__Records for processing__.
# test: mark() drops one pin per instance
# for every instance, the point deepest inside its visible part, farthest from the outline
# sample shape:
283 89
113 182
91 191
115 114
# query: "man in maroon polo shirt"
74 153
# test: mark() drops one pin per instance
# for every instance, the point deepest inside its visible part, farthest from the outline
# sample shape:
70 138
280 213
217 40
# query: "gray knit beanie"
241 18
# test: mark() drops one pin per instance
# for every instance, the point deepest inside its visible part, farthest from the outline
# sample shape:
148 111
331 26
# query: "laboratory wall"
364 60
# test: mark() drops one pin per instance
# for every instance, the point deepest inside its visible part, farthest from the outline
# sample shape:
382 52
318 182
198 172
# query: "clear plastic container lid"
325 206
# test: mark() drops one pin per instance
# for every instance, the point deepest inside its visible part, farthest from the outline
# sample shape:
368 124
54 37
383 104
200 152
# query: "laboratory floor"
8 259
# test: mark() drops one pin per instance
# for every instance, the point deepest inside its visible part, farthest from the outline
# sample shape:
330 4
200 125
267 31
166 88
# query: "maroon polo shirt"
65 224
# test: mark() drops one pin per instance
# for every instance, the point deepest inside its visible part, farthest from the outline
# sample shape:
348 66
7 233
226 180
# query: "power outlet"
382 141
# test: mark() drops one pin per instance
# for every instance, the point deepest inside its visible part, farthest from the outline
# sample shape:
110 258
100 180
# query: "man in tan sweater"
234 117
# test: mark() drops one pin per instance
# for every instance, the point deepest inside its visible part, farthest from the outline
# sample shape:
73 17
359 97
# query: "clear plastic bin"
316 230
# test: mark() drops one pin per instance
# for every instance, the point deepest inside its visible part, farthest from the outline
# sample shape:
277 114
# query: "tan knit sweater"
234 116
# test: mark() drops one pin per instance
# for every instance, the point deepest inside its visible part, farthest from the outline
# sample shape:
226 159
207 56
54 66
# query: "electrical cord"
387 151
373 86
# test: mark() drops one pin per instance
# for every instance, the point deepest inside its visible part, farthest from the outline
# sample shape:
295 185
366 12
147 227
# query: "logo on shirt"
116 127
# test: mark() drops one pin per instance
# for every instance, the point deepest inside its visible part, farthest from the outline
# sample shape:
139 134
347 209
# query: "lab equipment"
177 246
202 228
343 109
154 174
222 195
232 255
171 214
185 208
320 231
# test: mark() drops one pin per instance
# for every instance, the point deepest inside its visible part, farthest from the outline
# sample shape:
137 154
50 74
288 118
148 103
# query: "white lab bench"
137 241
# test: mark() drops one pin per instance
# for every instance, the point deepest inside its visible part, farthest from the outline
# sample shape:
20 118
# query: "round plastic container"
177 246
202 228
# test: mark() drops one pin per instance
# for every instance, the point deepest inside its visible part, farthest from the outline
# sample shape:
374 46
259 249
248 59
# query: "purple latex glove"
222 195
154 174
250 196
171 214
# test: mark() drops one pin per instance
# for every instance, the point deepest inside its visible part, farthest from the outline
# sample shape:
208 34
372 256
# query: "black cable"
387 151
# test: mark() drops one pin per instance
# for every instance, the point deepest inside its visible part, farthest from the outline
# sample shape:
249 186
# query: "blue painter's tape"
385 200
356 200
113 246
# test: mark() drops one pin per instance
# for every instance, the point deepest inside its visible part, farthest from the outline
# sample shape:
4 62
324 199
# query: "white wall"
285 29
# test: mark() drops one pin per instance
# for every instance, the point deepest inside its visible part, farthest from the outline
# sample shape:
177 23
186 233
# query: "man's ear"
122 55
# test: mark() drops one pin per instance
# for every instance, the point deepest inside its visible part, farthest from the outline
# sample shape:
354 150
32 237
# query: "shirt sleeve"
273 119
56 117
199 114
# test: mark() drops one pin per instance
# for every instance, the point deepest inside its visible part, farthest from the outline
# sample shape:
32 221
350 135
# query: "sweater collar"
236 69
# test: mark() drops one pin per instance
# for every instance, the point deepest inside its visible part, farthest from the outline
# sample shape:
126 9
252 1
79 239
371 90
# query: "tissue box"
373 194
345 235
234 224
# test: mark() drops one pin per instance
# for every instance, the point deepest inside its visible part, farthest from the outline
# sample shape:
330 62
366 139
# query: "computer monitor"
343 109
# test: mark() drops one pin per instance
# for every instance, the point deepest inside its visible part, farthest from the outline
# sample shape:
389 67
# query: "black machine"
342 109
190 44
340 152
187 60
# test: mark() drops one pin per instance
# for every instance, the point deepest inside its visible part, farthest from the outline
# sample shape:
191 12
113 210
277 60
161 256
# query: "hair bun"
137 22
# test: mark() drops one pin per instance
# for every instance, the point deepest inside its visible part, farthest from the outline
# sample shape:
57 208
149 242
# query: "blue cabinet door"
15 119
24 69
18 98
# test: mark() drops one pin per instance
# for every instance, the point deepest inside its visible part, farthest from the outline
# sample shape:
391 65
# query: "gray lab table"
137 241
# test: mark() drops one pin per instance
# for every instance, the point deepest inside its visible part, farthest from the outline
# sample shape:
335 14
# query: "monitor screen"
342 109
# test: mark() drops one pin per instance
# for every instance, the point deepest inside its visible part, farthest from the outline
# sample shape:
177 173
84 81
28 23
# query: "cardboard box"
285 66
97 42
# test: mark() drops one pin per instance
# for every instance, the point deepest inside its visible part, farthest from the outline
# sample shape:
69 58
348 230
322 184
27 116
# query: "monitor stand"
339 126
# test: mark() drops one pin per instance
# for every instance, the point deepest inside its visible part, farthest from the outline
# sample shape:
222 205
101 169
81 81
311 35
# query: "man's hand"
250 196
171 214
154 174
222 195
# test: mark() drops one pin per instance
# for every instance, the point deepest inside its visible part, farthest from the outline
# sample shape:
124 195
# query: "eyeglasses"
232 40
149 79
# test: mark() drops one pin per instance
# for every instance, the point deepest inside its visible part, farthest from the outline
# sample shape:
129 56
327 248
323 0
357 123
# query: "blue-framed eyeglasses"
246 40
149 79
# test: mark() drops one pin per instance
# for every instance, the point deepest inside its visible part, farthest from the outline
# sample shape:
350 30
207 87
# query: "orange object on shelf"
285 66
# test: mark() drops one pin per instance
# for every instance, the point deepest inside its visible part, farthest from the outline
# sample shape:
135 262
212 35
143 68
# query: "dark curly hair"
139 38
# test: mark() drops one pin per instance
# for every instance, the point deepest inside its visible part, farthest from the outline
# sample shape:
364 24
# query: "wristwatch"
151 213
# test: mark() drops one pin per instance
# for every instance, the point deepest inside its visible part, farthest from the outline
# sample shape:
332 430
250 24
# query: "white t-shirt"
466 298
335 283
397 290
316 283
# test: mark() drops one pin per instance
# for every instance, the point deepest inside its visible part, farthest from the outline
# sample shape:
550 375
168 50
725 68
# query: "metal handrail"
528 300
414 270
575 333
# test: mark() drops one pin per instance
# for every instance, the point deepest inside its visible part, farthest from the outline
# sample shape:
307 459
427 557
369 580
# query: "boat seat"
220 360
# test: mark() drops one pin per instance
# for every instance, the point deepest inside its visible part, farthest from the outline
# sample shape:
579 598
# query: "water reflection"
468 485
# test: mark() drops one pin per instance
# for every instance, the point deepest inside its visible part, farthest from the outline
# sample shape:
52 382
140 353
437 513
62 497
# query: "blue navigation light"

__About this exercise__. Write out the entries above word for word.

__Solution below__.
# test: mark() drops one pin per instance
# for every instance, the point deepest inside its visible part, farthest from the outline
# sample shape:
283 89
113 182
91 191
115 114
# query: "man in maroon polo shirt"
74 153
# test: mark() drops one pin per instance
# for every instance, the point deepest inside its visible part, farthest from the outline
# sample shape:
70 138
280 213
217 40
# query: "gray knit beanie"
241 18
# test: mark() drops one pin per instance
# for every instance, the point deepest inside its visible part, farthest from the outline
# sample shape:
148 111
331 26
# query: "laboratory wall"
364 60
# test: mark() drops one pin per instance
# for every instance, the point deepest inside its visible part, farthest from the outline
# sample shape:
382 52
318 182
198 172
# query: "clear plastic container lid"
325 206
# test: mark() drops one pin per instance
# for every instance, the point deepest inside its visible part, farthest from the outline
# sample shape:
368 124
54 37
383 104
200 152
# query: "laboratory floor"
8 259
# test: mark() drops one pin per instance
# for every instance, the point deepest inside its visible part, farthest from the outline
# sample shape:
330 4
200 125
267 31
166 88
# query: "maroon polo shirt"
65 224
# test: mark() drops one pin per instance
# for every instance, the point deepest inside its visible part, farthest from the outline
# sample shape:
348 66
7 233
226 180
# query: "power outlet"
382 141
# test: mark() drops one pin per instance
# for every instance, the point deepest inside its visible part, farthest from the outline
# sample shape:
110 258
100 180
# query: "man in tan sweater"
234 117
# test: mark() drops one pin per instance
# for every instance, the point deepest inside its visible part, farthest from the outline
# sample shape:
73 17
359 97
# query: "clear plastic bin"
316 230
# test: mark() drops one pin per instance
# for every instance, the point deepest inside its visible part, farthest from the outline
# sample shape:
277 114
# query: "tan knit sweater"
234 116
# test: mark() drops one pin per instance
# for every instance, the point deepest inside its visible part, farthest from the outline
# sample shape:
226 159
207 56
54 66
# query: "electrical cord"
387 151
373 86
# test: mark() drops one pin per instance
# for every instance, the point deepest inside its visible part, farthest from the outline
# sample shape:
295 185
366 12
147 227
# query: "logo on shirt"
116 127
# test: mark() drops one pin per instance
# for every instance, the point deepest inside its visible part, farthest from the outline
# sample shape:
139 134
347 209
# query: "lab equipment"
177 246
202 228
343 109
154 174
222 195
232 255
171 214
185 208
320 231
# test: mark() drops one pin per instance
# for every instance, the point deepest inside its visible part, farthest from the outline
# sample shape:
137 154
50 74
288 118
148 103
# query: "white lab bench"
137 241
# test: mark() drops one pin per instance
# for every instance, the point deepest inside its visible part, farthest from the outline
# sample shape:
20 118
# query: "round plastic container"
177 246
202 228
# test: mark() drops one pin per instance
# for every instance, the point deepest inside its visible part, farthest from the outline
# sample shape:
374 46
259 249
248 59
# query: "purple latex glove"
222 195
154 174
250 196
171 214
# test: mark() drops one pin per instance
# for every instance, the point deepest inside its visible part, farthest from the outline
# sample shape:
208 34
372 256
# query: "black cable"
387 151
# test: mark() drops one pin per instance
# for every instance, the point deepest inside its visible part, farthest from the outline
# sample shape:
249 186
# query: "blue painter's tape"
385 200
356 200
113 246
# test: mark() drops one pin per instance
# for every instance, the point deepest inside its visible part, farthest from the outline
# sample shape:
4 62
324 199
# query: "white wall"
285 29
# test: mark() drops one pin per instance
# for every instance, the point deepest inside its visible part, farthest from the outline
# sample shape:
177 23
186 233
# query: "man's ear"
122 55
# test: mark() drops one pin per instance
# for every instance, the point deepest inside its visible part, farthest from the outline
# sample shape:
354 150
32 237
# query: "shirt sleeve"
273 119
56 117
199 114
# test: mark() drops one pin per instance
# for every instance, the point deepest inside its visible part, farthest from the outline
# sample shape:
32 221
350 135
# query: "sweater collar"
236 69
# test: mark() drops one pin per instance
# for every instance, the point deepest inside its visible part, farthest from the outline
# sample shape:
126 9
252 1
79 239
371 90
# query: "tissue box"
373 194
345 235
234 224
# test: mark() drops one pin per instance
# for every instance, the point deepest inside its visible part, farthest from the outline
# sample shape:
330 62
366 139
# query: "computer monitor"
343 109
# test: mark() drops one pin per instance
# for every instance, the point deepest inside its visible part, farthest from the outline
# sample shape:
389 67
# query: "black machine"
342 109
190 44
340 152
187 60
# test: mark() drops one pin per instance
# for every instance, the point deepest inside its visible part, farthest from the outline
# sample shape:
191 12
113 210
277 60
161 256
# query: "hair bun"
137 22
# test: mark() drops one pin per instance
# for every instance, the point deepest inside its visible part, farthest from the outline
# sample shape:
57 208
149 242
# query: "blue cabinet door"
15 119
24 69
18 98
# test: mark() drops one pin per instance
# for every instance, the point deepest inside its visible part, farthest from the outline
# sample shape:
391 65
# query: "gray lab table"
137 241
# test: mark() drops one pin per instance
# for every instance, the point deepest inside its visible part, farthest from the outline
# sample shape:
335 14
# query: "monitor screen"
342 109
# test: mark() drops one pin per instance
# for every instance, the point deepest inside its visible part, farthest from the outline
# sample shape:
177 173
84 81
28 23
# query: "cardboard box"
285 66
97 42
# test: mark() drops one pin per instance
# for every instance, the point deepest inside its visible part, farthest from the outline
# sample shape:
69 58
348 230
322 184
27 116
# query: "monitor stand"
339 126
# test: mark() drops one pin per instance
# for every instance, the point deepest inside its visible part, farthest from the outline
# sample shape:
222 205
101 169
81 81
311 35
# query: "man's hand"
250 196
171 214
154 174
222 195
# test: mark() drops one pin per instance
# for every instance, the point deepest inside its visible part, farthest from the outline
# sample shape:
124 195
# query: "eyeglasses"
232 40
149 79
# test: mark() drops one pin per instance
# for every instance, the point deepest inside its visible part, farthest from the outline
# sample shape:
129 56
327 248
323 0
357 123
# query: "blue-framed eyeglasses"
246 40
149 79
# test: mark() drops one pin per instance
# for every instance, the point deepest inside its visible part, farthest from the outline
# sample shape:
350 30
207 87
# query: "orange object on shelf"
285 66
# test: mark() drops one pin per instance
# for every instance, the point deepest inside its visible part, farthest from the outline
# sample shape:
135 262
212 35
143 68
# query: "dark curly hair"
139 38
# test: mark() drops one pin per instance
# for every instance, the point deepest inside its visible part, farthest from the outline
# sample shape:
364 24
# query: "wristwatch"
151 213
# test: mark() drops one pin per instance
# for every instance, the point deepest inside its visible part, farthest from the outline
# sample shape:
332 430
250 24
# query: "white t-shirt"
466 298
335 283
397 290
316 283
# test: mark() drops one pin per instance
# for every instance, the point deepest inside its visible part, farthest from the outline
# sample shape:
550 375
168 50
725 68
# query: "metal handrail"
528 300
414 270
575 333
# test: mark() drops one pin per instance
# for every instance, the point deepest inside its visible part, farthest from the outline
# sample shape:
307 459
427 557
369 580
# query: "boat seat"
220 360
# test: mark() drops one pin per instance
# for every instance, the point deepest inside its visible part, farthest from the outline
# sample shape:
579 598
# query: "water reflection"
468 485
# test: mark() drops one pin per instance
# for every instance, the point deepest inside its visible part, farthest from the outline
# sample shape:
52 382
140 353
437 513
62 497
# query: "blue navigation light"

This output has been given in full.